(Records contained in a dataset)

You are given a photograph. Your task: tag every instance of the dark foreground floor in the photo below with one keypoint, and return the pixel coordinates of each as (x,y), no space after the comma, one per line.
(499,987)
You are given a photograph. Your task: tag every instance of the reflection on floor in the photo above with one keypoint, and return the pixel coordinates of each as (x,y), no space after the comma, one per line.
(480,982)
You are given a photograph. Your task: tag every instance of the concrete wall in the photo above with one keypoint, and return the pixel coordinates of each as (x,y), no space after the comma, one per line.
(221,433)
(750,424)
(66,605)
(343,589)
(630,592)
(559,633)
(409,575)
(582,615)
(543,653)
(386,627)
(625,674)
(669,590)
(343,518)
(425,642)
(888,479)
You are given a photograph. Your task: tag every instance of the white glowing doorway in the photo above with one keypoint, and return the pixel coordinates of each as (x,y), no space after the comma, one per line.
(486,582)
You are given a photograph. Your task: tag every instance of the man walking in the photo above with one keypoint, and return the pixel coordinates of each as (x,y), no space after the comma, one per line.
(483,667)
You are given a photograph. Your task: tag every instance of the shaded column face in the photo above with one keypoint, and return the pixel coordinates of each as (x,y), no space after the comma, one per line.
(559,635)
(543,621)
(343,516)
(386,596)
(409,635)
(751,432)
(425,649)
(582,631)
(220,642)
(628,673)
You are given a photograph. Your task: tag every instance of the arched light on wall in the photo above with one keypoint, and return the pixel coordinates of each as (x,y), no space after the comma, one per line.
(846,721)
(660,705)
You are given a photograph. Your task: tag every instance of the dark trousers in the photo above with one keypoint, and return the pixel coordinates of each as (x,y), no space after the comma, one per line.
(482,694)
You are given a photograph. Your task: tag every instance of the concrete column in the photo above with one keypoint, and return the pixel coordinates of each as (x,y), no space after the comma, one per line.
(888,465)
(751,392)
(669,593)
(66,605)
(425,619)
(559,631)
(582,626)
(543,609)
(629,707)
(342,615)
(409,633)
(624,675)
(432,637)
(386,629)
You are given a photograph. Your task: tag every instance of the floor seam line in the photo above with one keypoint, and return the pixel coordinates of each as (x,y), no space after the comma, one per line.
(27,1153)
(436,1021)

EXERCISE INSTRUCTIONS » Output all records verbatim.

OUTPUT FOR THIS EXERCISE »
You are given a photograph. Your task: tag every instance of the dark foreground floor in the photo below with one keypoint, and return the pixel coordinates of each as (x,y), no space after the comma, one per line.
(499,987)
You are given a photograph. Your task: tag every instance of the reflection on floor in the photo above with one keypoint, and return the pixel coordinates of each as (x,y), no space after the comma, one per line.
(480,982)
You are given a photograph. Your task: tag every instance of the concrete wall in the photo above with one keypoint, and return the pixel coordinates of each as (x,y), no space after the comma, one per line.
(221,433)
(750,424)
(66,605)
(343,589)
(630,592)
(559,633)
(409,575)
(582,615)
(543,653)
(386,627)
(625,674)
(669,590)
(343,518)
(425,642)
(888,479)
You are given a photograph. Your task: tag every instance of the white glowing doorway in the photo above with one keypoint, and return the pixel coordinates of each as (x,y), no space after the comma, one per line.
(486,582)
You are given a photograph. Your task: tag every instance of the man walking in the photo above with one keypoint, and return the pixel coordinates of each as (x,y), no space after the comma, one per line.
(483,667)
You are given a photograph. Your task: tag every instance of the shaded column face in the photo above with one keypoint, and return the pixel coordinates of each as (x,y), no space after the comma, one per line.
(559,635)
(543,621)
(343,516)
(386,596)
(409,635)
(751,432)
(425,649)
(582,631)
(220,642)
(628,673)
You are given a photograph. Your task: tag every instance of the arched light on wall in the photo above with one keypoint, and return the pixel coordinates of each as (x,y), no space after the comma, one per line.
(846,721)
(660,705)
You are given a photograph. Your task: tag every instance of the dark trousers in the photo above with one keypoint, and return the pixel coordinates of each as (x,y), no space after the comma, one per line.
(482,694)
You are given a photograph. Your task: tag every instance of the concrete column in the photo above with one keypoint, and return the pixel coordinates of each as (x,y), no space after the comma, one per line.
(888,465)
(751,392)
(669,593)
(66,605)
(425,619)
(559,631)
(582,626)
(543,609)
(629,707)
(342,615)
(409,633)
(624,675)
(432,637)
(386,629)
You are given a photograph. Your task: tag every instance of the floor seam line in the photo above with one keypoint, and return the pixel coordinates of each as (x,y), no space after the comma, one per line.
(27,1153)
(436,1021)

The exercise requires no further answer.